'''

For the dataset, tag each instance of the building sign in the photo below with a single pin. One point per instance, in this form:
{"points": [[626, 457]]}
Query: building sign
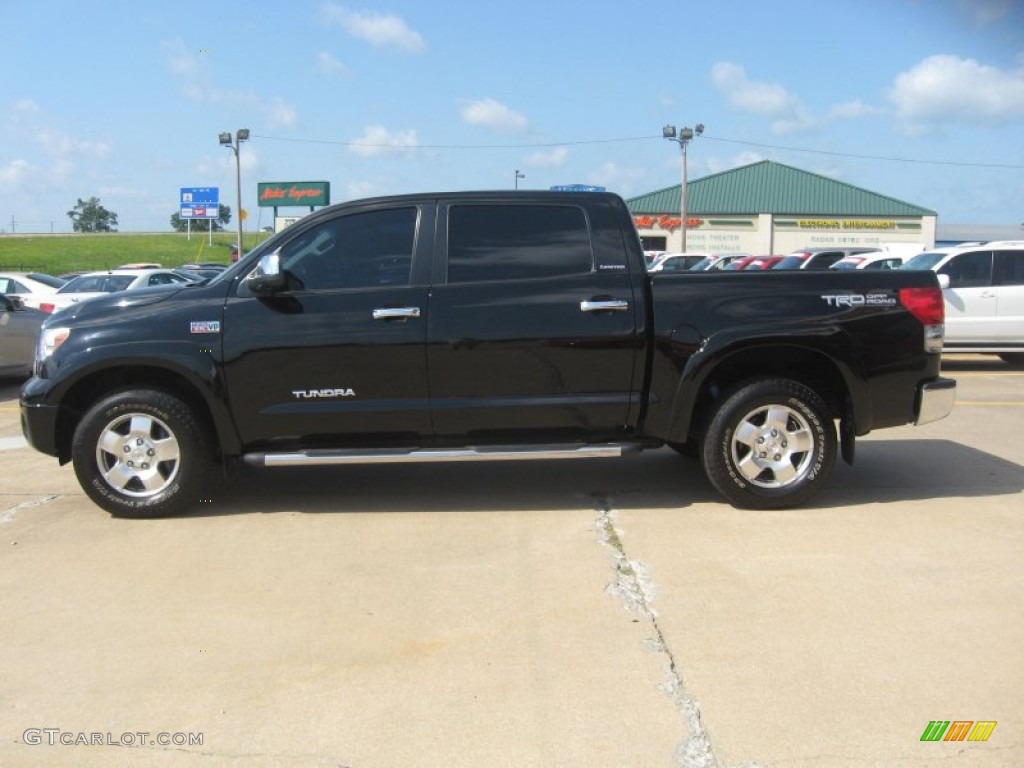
{"points": [[848, 225], [199, 203], [281, 194], [665, 221]]}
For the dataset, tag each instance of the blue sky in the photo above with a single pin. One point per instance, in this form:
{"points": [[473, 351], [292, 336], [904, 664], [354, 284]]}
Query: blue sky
{"points": [[919, 99]]}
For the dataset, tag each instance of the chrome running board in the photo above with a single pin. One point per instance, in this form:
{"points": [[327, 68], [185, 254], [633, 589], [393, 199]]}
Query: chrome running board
{"points": [[394, 456]]}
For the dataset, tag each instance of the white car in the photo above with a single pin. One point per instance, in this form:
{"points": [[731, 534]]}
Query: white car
{"points": [[983, 288], [32, 288], [676, 262], [873, 260], [91, 285]]}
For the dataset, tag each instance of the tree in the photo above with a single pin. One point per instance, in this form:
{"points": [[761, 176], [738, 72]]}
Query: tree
{"points": [[89, 216], [200, 225]]}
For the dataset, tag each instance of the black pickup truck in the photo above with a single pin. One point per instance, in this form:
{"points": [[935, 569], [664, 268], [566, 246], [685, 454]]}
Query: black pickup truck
{"points": [[480, 326]]}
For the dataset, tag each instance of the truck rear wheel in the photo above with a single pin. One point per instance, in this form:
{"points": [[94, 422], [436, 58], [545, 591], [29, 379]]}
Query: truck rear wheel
{"points": [[141, 454], [770, 444]]}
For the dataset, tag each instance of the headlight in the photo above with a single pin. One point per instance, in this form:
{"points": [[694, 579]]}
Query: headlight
{"points": [[49, 340]]}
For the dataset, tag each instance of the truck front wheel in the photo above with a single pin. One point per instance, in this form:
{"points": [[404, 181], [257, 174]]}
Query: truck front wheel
{"points": [[141, 454], [770, 444]]}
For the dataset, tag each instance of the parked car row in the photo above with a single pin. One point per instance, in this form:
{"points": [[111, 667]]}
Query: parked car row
{"points": [[983, 288], [28, 298], [983, 284]]}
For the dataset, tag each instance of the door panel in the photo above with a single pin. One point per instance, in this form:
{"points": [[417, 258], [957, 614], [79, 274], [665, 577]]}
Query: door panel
{"points": [[545, 356], [338, 359], [971, 300]]}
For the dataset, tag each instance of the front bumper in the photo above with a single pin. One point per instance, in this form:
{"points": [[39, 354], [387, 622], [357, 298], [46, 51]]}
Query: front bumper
{"points": [[935, 400], [39, 420]]}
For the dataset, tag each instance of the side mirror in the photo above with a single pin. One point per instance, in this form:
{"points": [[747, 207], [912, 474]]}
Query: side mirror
{"points": [[267, 278], [11, 303]]}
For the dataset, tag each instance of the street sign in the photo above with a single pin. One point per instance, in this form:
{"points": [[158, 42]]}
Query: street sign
{"points": [[200, 203]]}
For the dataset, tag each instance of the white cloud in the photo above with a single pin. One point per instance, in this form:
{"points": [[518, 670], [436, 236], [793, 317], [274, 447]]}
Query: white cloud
{"points": [[331, 66], [122, 193], [377, 140], [15, 172], [716, 165], [554, 159], [495, 115], [57, 142], [945, 88], [379, 30], [765, 99], [616, 178], [180, 60]]}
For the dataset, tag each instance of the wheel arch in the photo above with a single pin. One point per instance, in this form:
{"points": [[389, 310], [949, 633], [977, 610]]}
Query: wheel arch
{"points": [[709, 378], [100, 383]]}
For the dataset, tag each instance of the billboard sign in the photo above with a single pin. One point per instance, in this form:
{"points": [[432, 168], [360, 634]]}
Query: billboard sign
{"points": [[200, 203]]}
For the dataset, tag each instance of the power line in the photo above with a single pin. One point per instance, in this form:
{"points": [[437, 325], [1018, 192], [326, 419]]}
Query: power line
{"points": [[867, 157], [548, 144]]}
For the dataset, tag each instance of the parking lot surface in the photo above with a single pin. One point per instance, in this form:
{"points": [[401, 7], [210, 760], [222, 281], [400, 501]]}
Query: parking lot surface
{"points": [[604, 612]]}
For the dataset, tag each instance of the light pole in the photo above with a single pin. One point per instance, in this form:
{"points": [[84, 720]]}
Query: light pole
{"points": [[225, 138], [683, 137]]}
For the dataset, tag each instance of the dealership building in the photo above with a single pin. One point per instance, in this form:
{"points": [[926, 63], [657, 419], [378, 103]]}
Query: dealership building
{"points": [[770, 208]]}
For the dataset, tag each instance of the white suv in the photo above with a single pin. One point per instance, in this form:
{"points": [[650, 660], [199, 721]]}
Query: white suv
{"points": [[983, 286]]}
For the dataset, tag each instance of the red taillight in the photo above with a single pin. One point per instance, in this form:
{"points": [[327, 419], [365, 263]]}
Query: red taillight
{"points": [[925, 304]]}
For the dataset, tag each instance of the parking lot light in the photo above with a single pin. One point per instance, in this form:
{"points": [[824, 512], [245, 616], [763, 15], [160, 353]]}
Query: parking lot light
{"points": [[225, 138], [683, 137]]}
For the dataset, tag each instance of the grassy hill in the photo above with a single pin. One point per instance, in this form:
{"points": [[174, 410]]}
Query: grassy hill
{"points": [[55, 254]]}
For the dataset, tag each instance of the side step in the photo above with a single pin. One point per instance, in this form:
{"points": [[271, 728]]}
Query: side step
{"points": [[394, 456]]}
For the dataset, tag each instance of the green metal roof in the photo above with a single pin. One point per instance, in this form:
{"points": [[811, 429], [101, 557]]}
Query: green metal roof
{"points": [[772, 187]]}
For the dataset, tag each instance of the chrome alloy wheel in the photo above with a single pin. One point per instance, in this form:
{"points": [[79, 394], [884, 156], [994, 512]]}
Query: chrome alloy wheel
{"points": [[137, 455], [773, 446]]}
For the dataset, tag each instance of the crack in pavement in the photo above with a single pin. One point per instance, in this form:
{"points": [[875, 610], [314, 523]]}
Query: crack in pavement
{"points": [[634, 587], [11, 513]]}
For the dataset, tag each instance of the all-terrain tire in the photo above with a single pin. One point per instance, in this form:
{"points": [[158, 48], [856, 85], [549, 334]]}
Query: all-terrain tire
{"points": [[142, 453], [770, 444]]}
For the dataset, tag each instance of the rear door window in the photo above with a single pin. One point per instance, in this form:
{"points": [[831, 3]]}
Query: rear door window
{"points": [[971, 269], [1010, 267]]}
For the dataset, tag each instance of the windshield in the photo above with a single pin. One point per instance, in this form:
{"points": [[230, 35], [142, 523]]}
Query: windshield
{"points": [[98, 284], [790, 262], [46, 280], [924, 261]]}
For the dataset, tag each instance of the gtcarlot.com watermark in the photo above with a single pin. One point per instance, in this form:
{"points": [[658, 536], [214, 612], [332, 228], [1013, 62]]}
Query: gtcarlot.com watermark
{"points": [[60, 737]]}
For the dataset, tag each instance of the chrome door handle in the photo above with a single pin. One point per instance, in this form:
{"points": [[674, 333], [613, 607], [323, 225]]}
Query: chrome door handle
{"points": [[396, 312], [604, 306]]}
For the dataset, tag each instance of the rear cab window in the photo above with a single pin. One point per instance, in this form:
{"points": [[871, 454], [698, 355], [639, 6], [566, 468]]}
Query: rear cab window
{"points": [[517, 242]]}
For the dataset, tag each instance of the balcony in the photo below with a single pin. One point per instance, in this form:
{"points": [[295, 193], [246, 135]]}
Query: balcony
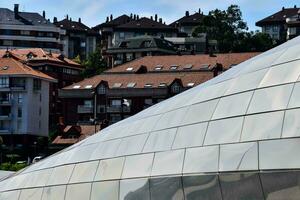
{"points": [[117, 109], [82, 109]]}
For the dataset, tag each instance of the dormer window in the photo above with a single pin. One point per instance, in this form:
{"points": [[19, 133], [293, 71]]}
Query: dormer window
{"points": [[173, 67], [129, 69], [117, 85], [131, 85]]}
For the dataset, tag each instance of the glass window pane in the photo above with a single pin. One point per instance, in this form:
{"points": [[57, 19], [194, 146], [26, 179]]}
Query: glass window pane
{"points": [[134, 189], [138, 166], [190, 136], [160, 140], [281, 185], [11, 195], [84, 172], [241, 186], [236, 157], [224, 131], [171, 119], [108, 190], [194, 158], [78, 191], [166, 188], [60, 175], [246, 82], [206, 109], [132, 145], [54, 193], [110, 169], [202, 187], [280, 74], [169, 162], [263, 99], [294, 102], [279, 154], [262, 126], [291, 127], [38, 178], [32, 194], [106, 149], [233, 105]]}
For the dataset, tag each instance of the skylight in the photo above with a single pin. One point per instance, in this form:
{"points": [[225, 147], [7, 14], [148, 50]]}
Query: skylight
{"points": [[129, 69], [131, 85], [117, 85]]}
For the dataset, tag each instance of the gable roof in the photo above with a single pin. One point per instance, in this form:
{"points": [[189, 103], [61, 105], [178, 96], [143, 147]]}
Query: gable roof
{"points": [[25, 18], [12, 67], [40, 55], [198, 62], [194, 19], [278, 17]]}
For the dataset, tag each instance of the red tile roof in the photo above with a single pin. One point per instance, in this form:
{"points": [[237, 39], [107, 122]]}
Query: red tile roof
{"points": [[13, 67], [197, 61], [39, 55]]}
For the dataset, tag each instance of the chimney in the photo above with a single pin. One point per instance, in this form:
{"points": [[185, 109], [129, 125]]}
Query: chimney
{"points": [[16, 11]]}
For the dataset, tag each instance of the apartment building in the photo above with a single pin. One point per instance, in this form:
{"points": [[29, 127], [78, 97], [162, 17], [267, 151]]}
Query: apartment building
{"points": [[131, 87], [28, 30], [24, 102], [276, 24]]}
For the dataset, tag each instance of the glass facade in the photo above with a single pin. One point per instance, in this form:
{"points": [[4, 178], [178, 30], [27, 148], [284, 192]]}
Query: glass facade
{"points": [[234, 137]]}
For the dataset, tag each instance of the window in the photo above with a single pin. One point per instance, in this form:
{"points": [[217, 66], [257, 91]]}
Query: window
{"points": [[176, 88], [131, 85], [122, 35], [37, 84], [88, 103], [8, 43], [4, 82], [117, 85], [101, 89], [173, 67], [158, 67], [148, 85]]}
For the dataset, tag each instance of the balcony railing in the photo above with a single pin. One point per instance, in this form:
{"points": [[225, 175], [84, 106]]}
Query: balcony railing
{"points": [[82, 109]]}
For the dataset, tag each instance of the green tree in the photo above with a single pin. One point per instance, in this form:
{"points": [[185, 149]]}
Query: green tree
{"points": [[95, 64]]}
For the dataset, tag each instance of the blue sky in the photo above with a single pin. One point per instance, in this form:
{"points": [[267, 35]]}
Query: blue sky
{"points": [[94, 12]]}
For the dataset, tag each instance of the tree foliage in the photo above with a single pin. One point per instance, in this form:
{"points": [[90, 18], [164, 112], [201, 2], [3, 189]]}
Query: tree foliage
{"points": [[93, 65], [231, 32]]}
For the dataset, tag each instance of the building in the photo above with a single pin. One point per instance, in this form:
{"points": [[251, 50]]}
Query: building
{"points": [[57, 66], [79, 39], [140, 46], [24, 102], [293, 26], [233, 137], [28, 30], [125, 90], [275, 24], [114, 31]]}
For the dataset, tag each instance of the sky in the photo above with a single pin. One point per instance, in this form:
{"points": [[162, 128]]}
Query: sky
{"points": [[94, 12]]}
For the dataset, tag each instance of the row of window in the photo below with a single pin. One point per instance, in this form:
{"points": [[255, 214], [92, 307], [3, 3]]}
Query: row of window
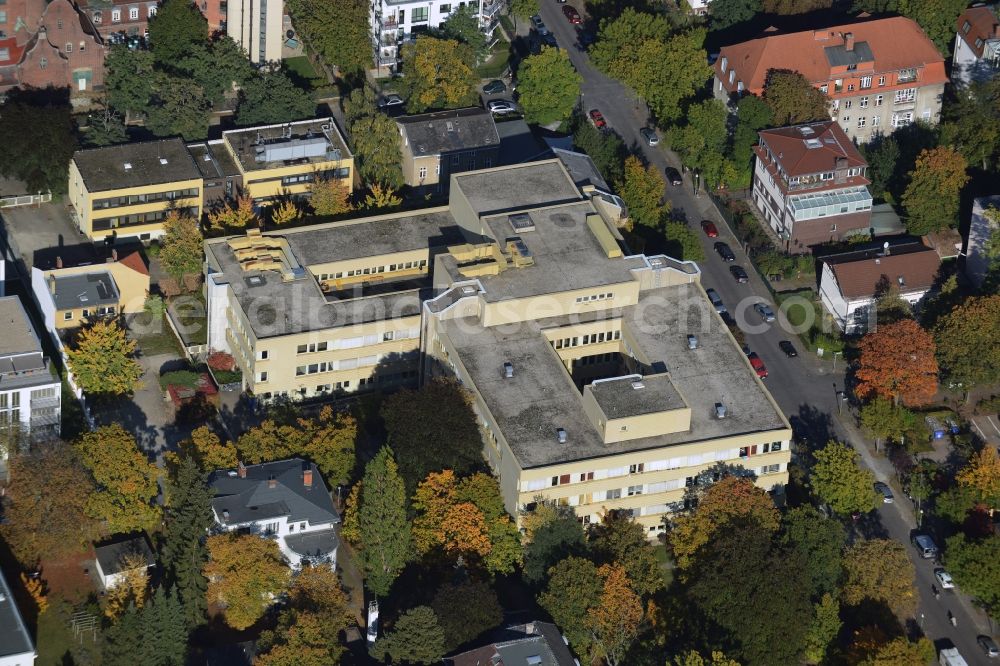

'''

Report every line of the data that contains the word "chimney", copying each line in full.

For the dataset, tag each instance of the chimney in the photo above with a single pin. One point per instance, in this form:
Query: chimney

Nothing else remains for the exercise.